━━━━━ 本文 ━━━━━

また井筒法衣店が開設した博物館なので、直衣や十二単衣が用意され、誰でも自由に着ることもできる。機会があったならば一度着てみたいが、博物館へはひとりででかける習慣があるので、お姫さま役がいない。

 本山など京都に出かけた折、ついでに見学しようとすると、おおかた時間がなくなってしまうことが多い。最近でははやく出発して、最初に訪れるようにしている。京都駅から歩いて15分ほどの距離であるので、歩いていく。西本願寺御用達の宿やお店の前を通ると、京都の息吹を感じ、人形とはいえ光源氏の世界に再会する高揚感を禁じ得ない。

 駅の隣は京都中央郵便局であり、ビルの前で小さなテーブルをおいて記念切手を販売していた。3月下旬の京都、歩くには心地よいが、露天商のごとく切手を売る社員には少し寒いであろう。コートを着ての販売であり、あまり売れない社員にとっては寒いようにも思われる。

━━━━━ 提示資料 ━━━━━

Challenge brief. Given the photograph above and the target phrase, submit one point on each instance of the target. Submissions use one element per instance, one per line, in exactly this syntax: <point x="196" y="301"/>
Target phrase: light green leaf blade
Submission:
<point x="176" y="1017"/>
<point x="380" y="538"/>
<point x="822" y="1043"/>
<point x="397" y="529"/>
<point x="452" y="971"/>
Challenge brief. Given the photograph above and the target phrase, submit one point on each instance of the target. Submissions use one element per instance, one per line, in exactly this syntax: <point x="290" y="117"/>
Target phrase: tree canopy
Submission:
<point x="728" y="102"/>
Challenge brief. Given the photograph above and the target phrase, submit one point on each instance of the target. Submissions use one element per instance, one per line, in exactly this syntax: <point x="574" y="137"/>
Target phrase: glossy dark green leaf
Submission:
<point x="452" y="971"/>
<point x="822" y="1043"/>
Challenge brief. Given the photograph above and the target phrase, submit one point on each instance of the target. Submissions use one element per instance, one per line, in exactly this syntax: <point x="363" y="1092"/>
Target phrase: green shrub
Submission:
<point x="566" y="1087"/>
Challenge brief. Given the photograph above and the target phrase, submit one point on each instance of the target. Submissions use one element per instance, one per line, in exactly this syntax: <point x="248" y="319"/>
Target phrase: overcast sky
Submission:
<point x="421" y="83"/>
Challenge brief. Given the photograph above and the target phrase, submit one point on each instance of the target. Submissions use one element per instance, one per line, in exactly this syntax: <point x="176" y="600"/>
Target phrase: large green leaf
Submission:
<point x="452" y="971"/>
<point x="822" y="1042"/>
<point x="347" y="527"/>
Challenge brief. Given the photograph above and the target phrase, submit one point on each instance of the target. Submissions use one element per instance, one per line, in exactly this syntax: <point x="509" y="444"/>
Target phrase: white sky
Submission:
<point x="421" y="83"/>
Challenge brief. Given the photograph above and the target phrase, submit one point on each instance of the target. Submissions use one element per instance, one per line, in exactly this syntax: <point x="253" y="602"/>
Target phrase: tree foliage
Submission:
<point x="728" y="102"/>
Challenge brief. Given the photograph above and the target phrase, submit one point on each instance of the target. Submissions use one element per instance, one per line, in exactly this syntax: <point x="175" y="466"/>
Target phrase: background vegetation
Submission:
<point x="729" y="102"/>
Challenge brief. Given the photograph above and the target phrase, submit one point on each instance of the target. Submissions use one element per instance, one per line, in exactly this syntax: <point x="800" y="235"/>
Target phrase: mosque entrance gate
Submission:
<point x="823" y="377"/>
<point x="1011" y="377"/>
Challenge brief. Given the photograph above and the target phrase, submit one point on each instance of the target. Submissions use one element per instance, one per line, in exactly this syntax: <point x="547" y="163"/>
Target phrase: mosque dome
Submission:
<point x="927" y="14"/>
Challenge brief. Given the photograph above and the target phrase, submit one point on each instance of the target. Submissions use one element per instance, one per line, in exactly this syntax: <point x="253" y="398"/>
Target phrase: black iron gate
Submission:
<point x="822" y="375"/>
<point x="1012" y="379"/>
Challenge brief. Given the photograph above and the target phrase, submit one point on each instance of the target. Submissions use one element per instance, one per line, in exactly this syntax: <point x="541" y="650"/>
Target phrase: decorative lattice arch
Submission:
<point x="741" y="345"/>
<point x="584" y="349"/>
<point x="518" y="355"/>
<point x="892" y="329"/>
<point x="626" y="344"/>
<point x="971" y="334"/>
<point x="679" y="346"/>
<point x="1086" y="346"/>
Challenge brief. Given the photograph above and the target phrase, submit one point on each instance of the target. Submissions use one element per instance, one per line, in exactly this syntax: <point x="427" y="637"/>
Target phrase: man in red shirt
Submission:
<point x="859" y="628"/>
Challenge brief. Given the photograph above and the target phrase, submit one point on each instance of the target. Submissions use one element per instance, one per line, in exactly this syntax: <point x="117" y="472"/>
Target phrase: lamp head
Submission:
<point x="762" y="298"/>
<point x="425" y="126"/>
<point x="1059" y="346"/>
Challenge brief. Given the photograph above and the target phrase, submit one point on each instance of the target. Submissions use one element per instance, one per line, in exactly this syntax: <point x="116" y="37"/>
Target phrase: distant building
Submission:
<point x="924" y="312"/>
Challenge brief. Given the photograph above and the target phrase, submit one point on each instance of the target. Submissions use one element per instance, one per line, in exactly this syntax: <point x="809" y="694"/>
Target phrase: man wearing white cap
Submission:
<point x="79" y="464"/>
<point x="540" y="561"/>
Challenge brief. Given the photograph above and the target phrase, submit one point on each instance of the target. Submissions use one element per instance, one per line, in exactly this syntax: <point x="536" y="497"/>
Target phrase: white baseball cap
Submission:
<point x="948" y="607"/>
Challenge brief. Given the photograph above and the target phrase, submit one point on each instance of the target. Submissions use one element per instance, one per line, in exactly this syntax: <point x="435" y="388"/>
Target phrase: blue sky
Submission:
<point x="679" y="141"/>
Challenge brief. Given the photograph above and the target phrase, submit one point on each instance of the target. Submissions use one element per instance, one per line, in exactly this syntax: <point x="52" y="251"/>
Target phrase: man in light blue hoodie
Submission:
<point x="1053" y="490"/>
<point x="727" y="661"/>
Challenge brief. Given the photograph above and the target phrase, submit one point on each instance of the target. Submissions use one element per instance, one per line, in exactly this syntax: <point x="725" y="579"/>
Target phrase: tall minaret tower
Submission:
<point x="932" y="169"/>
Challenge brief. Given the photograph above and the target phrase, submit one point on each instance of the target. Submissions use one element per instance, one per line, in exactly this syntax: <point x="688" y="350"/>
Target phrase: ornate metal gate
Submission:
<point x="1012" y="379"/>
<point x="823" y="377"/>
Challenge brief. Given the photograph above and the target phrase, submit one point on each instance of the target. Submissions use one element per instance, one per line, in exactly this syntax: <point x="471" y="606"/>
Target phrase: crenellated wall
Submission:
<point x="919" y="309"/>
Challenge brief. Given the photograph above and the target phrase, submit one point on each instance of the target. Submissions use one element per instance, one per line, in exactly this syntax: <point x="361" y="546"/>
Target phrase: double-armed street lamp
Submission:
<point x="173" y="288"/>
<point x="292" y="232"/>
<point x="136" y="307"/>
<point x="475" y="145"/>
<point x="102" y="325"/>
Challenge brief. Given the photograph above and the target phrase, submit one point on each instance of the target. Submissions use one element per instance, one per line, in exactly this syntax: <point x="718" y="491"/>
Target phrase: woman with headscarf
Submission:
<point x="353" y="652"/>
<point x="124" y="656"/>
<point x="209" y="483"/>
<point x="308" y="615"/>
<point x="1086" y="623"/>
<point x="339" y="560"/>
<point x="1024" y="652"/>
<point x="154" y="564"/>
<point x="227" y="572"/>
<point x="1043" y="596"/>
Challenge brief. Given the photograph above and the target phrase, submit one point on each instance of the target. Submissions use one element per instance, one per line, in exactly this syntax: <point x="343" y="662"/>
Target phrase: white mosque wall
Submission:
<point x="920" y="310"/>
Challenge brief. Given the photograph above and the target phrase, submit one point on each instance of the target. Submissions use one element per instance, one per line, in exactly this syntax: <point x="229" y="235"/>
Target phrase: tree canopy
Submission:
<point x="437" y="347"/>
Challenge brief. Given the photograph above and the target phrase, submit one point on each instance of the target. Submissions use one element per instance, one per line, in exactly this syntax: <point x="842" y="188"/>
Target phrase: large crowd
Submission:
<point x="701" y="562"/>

━━━━━

課題の内容 - 井筒法衣店の博物館を訪ねた本文の続きを、最後の文の後から書いてください。

想定解答 -
 「こんにちは」と、声をかけて切手を見せていただく。勝手な想像であるが、久しぶりの客であろうか、心なしか笑みを浮かべている。好みの切手を5枚注文する。10枚で1シートであるので半分に切ろうとするので、「いや、ごめんなさい、5シートのことです」というと、また心なしか笑みが大きくなる。お寺では比較的切手を使う機会が多いので、こうした露天の切手売り場をみると、必ず買うようにしている。法人であるので領収書をいただくあいだ、その土地の人とお話をさせていただくのも旅の出発には快いものがある。あまり売れないのであろうか、ひとり販売している人の喜ぶ顔もいい。

 三島での出来事であるが、ある小さな郵便局に出かけた折、窓口の社員と郵便為替の値上がり話が及んだ。80円から120円とは急な値上がりであると話したところ、奥にいた局長さんが、「あんたたちが郵政民営化に賛成したからしょうがないだろう」という。この局長さんは何を言うのであろう。振替を利用することが多いだけに、単に値上がりを確認しただけであるが、窓口の人の困惑な顔がわすれられない。こうした局長さんがいるから民営化が必要と得心をした。

 そういえば国鉄の民営化でも、駅員の言動に不快感をもったことがある。特に三島の住人は、JR東海とJR東日本のあいだを利用するだけに、JRの民営化の縄張り争いにお付き合いをさせられた。
 こんどは郵政である。いずれも民営化後入社した社員が中心になるまで、時には不快な思いをするのであろうか。

 ところでわたしもひと昔前の世代といわざるを得ない。自らの立ち振る舞いを考えなければいけない。
 きっと息子にいわせれば、「同じだよ」の一言がかえってくるだろう。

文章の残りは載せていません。